Segmentation mask data
________________
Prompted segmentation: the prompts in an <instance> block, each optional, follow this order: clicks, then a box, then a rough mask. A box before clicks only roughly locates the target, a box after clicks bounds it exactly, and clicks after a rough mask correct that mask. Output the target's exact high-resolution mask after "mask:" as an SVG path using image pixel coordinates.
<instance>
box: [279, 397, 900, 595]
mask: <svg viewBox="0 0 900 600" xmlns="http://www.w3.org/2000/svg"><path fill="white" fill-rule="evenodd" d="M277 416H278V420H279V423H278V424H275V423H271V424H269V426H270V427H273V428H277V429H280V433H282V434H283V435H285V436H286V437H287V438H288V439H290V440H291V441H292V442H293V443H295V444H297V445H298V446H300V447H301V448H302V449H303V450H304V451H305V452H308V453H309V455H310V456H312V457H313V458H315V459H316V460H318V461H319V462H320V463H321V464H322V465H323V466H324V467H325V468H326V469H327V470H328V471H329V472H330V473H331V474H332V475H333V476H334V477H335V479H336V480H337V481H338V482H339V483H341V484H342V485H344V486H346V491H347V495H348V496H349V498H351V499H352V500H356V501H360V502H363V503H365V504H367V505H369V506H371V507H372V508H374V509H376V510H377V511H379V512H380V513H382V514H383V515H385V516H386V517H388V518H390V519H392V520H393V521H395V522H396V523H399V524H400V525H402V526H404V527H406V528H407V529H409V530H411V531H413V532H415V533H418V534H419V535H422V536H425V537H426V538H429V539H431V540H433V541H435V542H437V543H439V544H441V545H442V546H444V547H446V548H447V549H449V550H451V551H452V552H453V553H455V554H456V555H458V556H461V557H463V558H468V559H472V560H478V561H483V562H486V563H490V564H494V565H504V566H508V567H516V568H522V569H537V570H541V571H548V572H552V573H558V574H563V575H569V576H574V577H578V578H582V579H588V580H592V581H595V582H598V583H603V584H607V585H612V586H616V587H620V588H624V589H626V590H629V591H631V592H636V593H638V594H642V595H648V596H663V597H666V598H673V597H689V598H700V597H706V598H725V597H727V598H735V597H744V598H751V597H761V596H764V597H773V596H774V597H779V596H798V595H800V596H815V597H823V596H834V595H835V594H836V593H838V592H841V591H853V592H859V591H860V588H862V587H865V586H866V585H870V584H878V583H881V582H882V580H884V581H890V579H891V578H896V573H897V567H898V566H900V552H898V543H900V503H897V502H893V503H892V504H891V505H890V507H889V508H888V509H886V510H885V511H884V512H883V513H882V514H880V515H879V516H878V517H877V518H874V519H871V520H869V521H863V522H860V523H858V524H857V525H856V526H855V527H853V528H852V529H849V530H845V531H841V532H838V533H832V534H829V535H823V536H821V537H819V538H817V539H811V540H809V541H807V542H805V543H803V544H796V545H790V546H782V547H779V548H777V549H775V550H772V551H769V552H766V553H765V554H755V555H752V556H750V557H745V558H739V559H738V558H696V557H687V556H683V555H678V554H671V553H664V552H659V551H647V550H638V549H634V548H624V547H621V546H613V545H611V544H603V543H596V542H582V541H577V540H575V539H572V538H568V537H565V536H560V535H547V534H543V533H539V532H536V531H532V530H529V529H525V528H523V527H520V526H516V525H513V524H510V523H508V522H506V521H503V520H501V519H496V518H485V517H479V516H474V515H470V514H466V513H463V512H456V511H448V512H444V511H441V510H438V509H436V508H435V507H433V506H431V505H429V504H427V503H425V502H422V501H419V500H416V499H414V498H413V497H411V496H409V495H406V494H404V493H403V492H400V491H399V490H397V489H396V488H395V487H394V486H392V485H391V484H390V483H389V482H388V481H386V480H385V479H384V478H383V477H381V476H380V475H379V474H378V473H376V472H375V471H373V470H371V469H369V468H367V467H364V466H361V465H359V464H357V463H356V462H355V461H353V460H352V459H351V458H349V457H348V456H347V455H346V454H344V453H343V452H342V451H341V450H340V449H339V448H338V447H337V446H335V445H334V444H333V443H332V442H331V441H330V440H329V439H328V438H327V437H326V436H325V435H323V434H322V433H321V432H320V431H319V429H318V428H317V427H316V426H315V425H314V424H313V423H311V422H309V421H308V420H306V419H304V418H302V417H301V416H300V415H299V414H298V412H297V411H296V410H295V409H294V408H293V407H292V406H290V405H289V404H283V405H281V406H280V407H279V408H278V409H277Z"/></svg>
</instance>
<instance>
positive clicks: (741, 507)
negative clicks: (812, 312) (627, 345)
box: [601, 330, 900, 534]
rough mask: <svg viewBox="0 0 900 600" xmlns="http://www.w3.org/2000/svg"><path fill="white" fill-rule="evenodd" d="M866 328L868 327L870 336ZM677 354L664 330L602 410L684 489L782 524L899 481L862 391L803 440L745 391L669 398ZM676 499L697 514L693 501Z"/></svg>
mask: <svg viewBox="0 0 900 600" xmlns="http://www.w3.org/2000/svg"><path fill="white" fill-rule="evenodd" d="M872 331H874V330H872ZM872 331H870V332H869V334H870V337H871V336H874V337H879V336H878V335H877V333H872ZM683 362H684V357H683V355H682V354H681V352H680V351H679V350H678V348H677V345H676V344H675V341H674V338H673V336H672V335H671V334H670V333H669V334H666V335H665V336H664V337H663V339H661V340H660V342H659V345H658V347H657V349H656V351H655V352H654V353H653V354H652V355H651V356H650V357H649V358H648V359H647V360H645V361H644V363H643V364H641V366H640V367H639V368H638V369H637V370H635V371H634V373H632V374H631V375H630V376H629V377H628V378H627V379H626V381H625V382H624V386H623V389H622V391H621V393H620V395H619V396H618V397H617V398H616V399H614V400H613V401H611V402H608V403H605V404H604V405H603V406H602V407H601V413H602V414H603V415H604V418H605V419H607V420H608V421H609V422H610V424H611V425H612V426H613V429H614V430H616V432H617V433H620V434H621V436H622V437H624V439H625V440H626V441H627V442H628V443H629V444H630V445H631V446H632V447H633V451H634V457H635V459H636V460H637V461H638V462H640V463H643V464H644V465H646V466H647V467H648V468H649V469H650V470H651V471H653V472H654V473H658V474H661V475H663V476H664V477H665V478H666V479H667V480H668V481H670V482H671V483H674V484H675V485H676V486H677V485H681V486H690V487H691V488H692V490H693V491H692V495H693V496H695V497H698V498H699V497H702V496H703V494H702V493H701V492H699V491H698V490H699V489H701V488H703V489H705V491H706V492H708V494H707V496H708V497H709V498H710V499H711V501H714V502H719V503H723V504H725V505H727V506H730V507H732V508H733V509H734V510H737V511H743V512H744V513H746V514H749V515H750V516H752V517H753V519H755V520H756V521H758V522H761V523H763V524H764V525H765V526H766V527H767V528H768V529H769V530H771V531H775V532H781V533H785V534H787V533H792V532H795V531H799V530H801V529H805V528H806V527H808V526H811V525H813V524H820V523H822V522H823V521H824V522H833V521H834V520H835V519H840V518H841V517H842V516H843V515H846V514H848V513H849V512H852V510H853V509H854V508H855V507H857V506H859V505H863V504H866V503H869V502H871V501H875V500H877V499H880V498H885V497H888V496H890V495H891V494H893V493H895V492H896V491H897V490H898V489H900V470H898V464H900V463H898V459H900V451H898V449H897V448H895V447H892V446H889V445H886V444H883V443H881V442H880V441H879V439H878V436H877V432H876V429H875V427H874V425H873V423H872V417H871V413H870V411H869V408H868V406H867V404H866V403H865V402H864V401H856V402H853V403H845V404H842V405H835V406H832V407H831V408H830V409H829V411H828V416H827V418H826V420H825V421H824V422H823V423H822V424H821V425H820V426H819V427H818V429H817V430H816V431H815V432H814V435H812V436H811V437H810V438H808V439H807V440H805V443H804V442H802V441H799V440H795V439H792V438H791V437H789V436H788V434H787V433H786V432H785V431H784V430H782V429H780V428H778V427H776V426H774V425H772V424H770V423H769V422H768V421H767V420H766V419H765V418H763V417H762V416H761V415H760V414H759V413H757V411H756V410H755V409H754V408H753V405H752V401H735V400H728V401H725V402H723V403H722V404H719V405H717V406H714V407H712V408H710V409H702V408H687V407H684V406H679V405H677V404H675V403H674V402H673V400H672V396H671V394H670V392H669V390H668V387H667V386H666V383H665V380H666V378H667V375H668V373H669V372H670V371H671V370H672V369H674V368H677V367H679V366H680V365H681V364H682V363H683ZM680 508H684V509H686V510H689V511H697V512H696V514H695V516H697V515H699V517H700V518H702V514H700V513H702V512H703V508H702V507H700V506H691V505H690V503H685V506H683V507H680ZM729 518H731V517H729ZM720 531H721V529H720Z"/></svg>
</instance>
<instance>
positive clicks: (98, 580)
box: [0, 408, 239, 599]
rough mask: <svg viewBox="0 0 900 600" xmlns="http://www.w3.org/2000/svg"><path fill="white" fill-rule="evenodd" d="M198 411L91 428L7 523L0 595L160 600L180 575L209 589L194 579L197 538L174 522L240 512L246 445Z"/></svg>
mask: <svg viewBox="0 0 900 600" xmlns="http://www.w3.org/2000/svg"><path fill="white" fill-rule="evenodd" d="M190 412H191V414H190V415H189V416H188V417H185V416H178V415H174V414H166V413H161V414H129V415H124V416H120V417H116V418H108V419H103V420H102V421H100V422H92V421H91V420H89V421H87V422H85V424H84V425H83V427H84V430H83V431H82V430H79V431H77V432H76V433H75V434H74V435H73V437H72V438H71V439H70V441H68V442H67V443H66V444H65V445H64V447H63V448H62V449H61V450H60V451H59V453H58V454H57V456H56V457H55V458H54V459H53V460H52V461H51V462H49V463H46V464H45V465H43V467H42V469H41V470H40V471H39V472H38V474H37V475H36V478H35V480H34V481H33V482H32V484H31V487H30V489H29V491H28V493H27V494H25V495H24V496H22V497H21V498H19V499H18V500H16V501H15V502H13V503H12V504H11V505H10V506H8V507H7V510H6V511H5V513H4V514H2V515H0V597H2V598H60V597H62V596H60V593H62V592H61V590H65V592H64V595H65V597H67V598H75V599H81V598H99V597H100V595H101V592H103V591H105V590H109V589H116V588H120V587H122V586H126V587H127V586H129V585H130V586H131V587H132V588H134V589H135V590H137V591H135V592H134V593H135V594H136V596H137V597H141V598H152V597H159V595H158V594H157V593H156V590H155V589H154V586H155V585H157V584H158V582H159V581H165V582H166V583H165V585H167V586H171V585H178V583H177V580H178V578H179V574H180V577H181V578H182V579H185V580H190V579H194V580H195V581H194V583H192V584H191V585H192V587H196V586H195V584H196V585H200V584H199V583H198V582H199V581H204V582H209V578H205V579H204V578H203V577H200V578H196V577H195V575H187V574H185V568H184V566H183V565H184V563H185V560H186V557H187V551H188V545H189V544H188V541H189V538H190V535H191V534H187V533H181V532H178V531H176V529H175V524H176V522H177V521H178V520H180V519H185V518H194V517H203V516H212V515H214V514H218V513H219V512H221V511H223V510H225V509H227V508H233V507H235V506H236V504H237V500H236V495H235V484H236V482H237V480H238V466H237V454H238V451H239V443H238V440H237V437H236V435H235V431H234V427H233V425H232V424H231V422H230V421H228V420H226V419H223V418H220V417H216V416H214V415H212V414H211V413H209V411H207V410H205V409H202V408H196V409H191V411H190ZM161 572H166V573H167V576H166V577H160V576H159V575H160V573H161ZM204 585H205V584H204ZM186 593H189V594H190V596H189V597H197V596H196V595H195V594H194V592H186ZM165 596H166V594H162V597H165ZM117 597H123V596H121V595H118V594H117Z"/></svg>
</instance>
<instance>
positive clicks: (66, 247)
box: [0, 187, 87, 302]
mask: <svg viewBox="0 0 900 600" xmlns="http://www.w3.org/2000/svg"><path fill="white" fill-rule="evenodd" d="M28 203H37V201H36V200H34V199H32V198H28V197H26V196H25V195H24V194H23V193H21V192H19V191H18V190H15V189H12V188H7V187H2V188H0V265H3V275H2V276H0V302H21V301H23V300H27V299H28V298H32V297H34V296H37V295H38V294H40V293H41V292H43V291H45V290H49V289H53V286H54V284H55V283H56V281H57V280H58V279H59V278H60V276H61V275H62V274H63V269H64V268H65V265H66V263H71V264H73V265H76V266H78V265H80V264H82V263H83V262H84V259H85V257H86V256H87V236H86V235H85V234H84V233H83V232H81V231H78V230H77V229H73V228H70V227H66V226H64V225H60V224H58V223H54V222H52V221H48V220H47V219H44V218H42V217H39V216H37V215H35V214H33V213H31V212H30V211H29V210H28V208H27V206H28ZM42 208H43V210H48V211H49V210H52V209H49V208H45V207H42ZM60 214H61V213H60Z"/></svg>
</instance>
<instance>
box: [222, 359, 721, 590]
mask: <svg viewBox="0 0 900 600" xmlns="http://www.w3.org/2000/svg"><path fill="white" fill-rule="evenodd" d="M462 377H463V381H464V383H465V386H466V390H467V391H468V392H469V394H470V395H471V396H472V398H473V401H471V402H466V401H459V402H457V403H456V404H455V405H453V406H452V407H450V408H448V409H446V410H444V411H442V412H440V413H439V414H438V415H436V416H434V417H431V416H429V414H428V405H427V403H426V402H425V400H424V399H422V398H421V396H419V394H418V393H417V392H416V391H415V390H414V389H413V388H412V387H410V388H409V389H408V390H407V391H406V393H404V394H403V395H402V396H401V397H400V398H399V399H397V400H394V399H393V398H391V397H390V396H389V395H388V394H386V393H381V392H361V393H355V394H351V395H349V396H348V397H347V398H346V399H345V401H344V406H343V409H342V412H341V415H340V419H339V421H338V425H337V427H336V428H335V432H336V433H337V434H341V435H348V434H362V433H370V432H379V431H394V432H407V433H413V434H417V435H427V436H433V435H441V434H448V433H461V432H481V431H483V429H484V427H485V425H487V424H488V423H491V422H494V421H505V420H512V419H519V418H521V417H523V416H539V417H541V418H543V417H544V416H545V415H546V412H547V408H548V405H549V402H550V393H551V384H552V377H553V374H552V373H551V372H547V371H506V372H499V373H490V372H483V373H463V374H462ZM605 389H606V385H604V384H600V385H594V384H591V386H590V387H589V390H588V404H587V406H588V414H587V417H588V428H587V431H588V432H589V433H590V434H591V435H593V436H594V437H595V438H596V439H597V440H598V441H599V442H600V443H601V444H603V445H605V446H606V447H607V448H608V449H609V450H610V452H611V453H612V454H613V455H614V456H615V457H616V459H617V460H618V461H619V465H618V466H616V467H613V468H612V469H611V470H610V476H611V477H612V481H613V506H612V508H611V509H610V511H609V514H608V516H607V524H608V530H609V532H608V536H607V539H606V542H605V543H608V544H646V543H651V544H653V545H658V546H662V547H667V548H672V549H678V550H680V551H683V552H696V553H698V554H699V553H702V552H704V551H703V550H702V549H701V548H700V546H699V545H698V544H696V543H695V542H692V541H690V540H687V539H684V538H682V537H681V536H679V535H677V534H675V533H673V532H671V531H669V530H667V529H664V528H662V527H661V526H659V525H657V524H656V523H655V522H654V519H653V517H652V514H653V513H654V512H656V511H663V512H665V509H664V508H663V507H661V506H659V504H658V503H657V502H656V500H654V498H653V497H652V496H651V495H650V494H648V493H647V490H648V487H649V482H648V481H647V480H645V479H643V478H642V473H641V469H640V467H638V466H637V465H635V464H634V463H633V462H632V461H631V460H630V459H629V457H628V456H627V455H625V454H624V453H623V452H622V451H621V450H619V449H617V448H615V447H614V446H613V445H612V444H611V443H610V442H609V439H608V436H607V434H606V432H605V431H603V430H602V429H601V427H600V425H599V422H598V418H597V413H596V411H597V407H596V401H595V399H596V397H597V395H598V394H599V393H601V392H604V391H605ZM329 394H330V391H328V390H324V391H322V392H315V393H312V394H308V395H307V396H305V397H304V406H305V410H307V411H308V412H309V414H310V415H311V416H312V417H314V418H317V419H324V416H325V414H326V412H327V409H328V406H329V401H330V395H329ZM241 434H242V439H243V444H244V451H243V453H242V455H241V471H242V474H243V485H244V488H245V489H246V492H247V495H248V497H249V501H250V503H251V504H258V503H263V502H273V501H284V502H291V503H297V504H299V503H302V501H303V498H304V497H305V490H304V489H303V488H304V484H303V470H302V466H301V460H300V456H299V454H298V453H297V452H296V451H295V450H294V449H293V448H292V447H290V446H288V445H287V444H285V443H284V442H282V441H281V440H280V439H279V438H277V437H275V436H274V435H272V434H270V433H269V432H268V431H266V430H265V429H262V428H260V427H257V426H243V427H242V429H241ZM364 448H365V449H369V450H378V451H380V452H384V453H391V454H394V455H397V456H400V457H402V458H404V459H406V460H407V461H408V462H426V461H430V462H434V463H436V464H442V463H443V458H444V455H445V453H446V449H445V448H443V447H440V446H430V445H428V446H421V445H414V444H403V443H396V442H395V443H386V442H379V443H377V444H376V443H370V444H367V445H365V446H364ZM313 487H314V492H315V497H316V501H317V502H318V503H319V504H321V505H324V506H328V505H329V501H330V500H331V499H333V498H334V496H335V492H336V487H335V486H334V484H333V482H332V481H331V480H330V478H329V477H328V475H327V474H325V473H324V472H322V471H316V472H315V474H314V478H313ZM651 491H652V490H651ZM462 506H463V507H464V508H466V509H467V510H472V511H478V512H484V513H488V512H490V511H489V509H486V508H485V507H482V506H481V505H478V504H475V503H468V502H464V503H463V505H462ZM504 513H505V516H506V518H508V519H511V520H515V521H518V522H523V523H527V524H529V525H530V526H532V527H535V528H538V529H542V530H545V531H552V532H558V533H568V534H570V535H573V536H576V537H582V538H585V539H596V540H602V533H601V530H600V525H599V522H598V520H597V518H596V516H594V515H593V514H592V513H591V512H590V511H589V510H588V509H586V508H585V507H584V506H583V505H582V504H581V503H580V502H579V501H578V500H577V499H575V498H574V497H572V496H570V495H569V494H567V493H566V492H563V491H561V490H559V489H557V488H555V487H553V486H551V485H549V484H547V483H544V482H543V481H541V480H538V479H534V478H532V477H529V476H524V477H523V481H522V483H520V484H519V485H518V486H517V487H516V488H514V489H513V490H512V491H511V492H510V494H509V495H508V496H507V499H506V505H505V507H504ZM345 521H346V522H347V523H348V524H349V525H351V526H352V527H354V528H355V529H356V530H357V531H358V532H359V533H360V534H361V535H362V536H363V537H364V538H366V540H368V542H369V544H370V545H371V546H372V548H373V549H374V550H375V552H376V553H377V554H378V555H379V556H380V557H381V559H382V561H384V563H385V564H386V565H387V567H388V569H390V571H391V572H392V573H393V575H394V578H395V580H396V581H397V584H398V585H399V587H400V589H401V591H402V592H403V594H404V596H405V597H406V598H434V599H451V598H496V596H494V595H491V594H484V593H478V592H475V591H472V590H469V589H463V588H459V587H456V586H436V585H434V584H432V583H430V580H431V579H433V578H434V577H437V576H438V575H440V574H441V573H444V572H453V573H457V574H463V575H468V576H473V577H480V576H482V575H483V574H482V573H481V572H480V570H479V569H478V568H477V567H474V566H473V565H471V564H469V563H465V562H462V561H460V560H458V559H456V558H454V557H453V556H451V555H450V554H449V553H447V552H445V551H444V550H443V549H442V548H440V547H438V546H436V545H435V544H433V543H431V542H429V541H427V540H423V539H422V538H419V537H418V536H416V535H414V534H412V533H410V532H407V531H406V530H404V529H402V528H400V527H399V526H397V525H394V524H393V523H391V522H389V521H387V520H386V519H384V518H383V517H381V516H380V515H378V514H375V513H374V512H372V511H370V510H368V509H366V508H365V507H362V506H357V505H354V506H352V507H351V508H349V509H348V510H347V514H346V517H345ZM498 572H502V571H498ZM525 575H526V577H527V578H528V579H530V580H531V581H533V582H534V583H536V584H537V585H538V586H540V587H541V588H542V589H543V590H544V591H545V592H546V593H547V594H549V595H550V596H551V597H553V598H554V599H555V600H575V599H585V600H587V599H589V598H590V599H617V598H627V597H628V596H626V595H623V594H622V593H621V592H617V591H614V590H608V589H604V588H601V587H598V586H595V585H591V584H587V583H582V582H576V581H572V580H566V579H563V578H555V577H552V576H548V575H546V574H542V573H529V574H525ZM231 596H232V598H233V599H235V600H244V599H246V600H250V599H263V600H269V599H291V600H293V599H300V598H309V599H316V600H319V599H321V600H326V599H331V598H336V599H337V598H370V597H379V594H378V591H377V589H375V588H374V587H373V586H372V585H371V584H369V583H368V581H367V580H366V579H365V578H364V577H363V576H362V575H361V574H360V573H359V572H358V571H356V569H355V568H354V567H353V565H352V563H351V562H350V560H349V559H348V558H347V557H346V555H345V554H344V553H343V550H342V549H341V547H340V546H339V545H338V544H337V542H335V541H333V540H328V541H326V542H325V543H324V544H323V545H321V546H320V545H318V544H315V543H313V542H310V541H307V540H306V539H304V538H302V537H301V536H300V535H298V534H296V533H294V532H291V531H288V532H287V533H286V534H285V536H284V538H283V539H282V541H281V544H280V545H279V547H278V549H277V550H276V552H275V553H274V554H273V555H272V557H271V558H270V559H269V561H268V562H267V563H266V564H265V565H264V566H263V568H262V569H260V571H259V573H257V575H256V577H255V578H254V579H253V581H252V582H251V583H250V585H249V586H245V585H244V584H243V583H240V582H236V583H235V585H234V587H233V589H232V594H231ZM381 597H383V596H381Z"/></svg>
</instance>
________________
[Brief]: Reprint exactly the lines above that start at the one with "negative clicks: (812, 312) (627, 345)" and end at the one with "box: [601, 330, 900, 534]", keeping both and adding none.

[Response to the task]:
negative clicks: (812, 312) (627, 345)
box: [601, 330, 900, 534]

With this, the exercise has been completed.